WHAT NEEDS TO BE DONE ▸ Transcribe these records exactly, dropping every picture.

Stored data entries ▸
=== Section Start ===
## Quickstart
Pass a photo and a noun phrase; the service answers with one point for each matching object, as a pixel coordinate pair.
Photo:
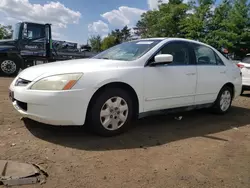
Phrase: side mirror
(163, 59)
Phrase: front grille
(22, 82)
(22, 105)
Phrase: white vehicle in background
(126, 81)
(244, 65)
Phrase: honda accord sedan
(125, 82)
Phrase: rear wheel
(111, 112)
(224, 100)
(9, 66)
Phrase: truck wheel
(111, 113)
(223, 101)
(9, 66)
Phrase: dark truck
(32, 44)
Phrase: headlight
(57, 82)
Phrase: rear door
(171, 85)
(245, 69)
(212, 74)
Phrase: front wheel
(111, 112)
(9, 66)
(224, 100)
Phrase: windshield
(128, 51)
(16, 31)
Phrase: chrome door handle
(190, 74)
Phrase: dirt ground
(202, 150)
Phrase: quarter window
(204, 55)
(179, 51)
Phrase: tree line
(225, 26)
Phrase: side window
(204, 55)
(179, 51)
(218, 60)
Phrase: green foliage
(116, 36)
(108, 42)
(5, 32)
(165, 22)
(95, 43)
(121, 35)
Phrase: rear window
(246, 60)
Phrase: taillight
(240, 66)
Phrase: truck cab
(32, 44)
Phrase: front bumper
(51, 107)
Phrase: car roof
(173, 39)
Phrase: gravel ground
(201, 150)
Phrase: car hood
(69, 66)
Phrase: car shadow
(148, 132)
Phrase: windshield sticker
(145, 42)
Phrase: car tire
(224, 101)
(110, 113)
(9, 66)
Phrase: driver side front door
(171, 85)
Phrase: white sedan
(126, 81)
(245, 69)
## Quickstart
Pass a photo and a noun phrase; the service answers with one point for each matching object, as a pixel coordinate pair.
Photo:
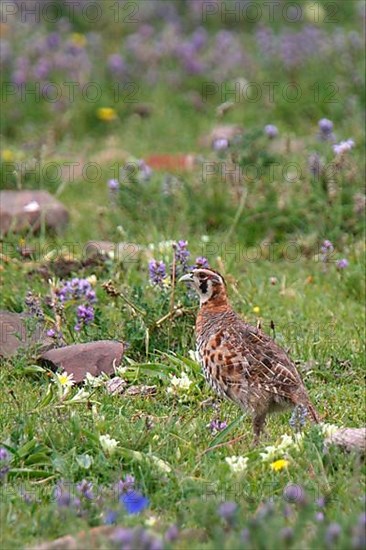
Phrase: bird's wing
=== Section End ===
OUTPUT ▸
## Quickstart
Pass a photo and a noun phrase; the service answers with one point for each matching object, as a pixel coordinate pair.
Photo:
Phrase: side mirror
(163, 59)
Phrase: front grille
(22, 82)
(22, 105)
Phrase: white vehicle in background
(126, 81)
(244, 65)
Phrase: honda accord sedan
(125, 82)
Phrase: rear wheel
(111, 112)
(224, 100)
(9, 66)
Phrase: truck wheel
(111, 113)
(223, 101)
(9, 66)
Phrase: dark truck
(32, 44)
Phrase: headlight
(57, 82)
Phrase: rear door
(171, 85)
(245, 69)
(212, 74)
Phrase: front wheel
(111, 112)
(9, 66)
(224, 100)
Phrase: windshield
(128, 51)
(16, 31)
Phrase: chrome door handle
(190, 74)
Phrase: dirt ground
(202, 150)
Phrase: quarter window
(204, 55)
(179, 51)
Phrase: tree line
(225, 26)
Phrase: side window
(204, 55)
(179, 51)
(218, 60)
Phrase: green foliage
(116, 36)
(108, 42)
(5, 32)
(165, 22)
(95, 43)
(121, 35)
Phrase: rear window
(246, 60)
Phrase: taillight
(240, 66)
Phrase: truck cab
(32, 44)
Phrase: front bumper
(51, 107)
Phrase: car roof
(173, 39)
Phrase: gravel ground
(201, 150)
Phrase: car hood
(69, 66)
Phrase: car shadow
(148, 132)
Phrase: windshield sticker
(145, 42)
Phrase: car tire
(224, 101)
(110, 113)
(9, 66)
Phrase: driver side front door
(171, 85)
Phrase: white sedan
(126, 81)
(245, 69)
## Quickstart
Pass a photo and a noun phrase; the service answers with one point for each matching object, as a pixel coordinate pair.
Photo:
Phrase: bird's wing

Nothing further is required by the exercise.